• _TASK DESCRIPTION_
Repeat the lines below word for word, starting at the first line and ending at the line that contains "pixel 93 142".

• _EXERCISE DATA_
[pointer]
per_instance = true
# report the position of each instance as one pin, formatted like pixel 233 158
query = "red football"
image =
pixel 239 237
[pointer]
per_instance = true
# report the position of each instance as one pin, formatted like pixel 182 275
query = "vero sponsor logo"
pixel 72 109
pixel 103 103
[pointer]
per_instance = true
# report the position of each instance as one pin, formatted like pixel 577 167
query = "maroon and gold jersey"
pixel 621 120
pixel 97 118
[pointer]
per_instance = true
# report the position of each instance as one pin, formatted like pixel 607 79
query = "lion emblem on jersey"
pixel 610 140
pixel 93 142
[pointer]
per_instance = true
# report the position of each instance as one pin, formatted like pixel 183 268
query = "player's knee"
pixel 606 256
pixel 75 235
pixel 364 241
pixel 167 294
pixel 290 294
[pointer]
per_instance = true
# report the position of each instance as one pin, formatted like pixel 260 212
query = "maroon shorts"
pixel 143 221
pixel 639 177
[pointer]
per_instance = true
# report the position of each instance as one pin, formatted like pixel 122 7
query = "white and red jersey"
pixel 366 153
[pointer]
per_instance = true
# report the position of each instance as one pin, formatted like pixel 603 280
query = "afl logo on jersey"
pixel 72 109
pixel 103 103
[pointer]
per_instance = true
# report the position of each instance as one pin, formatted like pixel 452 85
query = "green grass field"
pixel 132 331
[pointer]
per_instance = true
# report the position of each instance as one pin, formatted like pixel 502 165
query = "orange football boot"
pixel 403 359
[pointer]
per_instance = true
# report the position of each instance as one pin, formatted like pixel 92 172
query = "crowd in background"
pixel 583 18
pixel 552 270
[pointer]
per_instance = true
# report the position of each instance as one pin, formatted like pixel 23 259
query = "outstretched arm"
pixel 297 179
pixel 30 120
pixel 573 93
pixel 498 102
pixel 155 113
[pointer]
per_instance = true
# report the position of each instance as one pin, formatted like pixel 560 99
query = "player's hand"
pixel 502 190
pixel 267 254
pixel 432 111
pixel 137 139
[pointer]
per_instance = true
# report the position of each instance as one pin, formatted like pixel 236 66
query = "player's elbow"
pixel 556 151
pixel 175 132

• _OUTPUT_
[pointer]
per_instance = true
# report the position of each instance as one pin, formatted like pixel 233 158
query = "red football"
image =
pixel 239 237
[pointer]
per_instance = true
# report the position of each instance as one pin, formatted like pixel 182 275
query = "vero sponsor logo"
pixel 72 109
pixel 103 103
[pointer]
per_instance = true
# report the position of each instance as one pin, formatted like pixel 577 167
query = "maroon and gold jersey"
pixel 621 120
pixel 97 118
[pointer]
per_instance = true
# report the position of each instance as one pin, formatted like pixel 607 79
query = "lion emblem on jersey"
pixel 610 140
pixel 93 142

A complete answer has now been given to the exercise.